Raw records:
-- Begin --

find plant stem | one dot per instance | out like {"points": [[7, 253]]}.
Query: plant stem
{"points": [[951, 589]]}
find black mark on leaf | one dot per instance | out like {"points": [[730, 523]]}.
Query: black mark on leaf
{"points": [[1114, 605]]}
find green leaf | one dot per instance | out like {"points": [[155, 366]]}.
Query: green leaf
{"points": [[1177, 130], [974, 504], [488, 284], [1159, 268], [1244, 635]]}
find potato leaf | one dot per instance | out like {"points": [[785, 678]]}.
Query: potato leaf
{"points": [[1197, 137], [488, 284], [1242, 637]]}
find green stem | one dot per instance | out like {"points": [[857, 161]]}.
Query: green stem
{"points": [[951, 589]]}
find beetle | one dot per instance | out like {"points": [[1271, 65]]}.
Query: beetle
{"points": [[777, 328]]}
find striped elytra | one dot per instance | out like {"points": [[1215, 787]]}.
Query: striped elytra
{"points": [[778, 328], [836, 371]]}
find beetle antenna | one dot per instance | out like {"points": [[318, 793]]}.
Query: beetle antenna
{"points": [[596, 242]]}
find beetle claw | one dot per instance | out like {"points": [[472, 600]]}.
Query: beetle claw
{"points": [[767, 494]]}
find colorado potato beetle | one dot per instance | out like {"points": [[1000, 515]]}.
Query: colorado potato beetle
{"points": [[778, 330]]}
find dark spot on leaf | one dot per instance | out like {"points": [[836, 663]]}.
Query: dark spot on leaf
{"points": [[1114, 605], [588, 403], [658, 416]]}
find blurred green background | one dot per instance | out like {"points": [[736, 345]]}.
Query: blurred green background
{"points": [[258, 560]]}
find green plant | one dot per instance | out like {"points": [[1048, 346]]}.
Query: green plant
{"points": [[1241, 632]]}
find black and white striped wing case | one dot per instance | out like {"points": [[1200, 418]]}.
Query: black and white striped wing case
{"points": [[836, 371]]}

-- End --

What to produce
Give the stretch from the line containing "find black and" through the end of the records as a JSON list of strings, one string per line, with blank lines omitted.

Completed exercise
[
  "find black and white striped wing case | one dot per instance | out like {\"points\": [[1200, 418]]}.",
  "Query: black and white striped wing case",
  "{\"points\": [[836, 371]]}"
]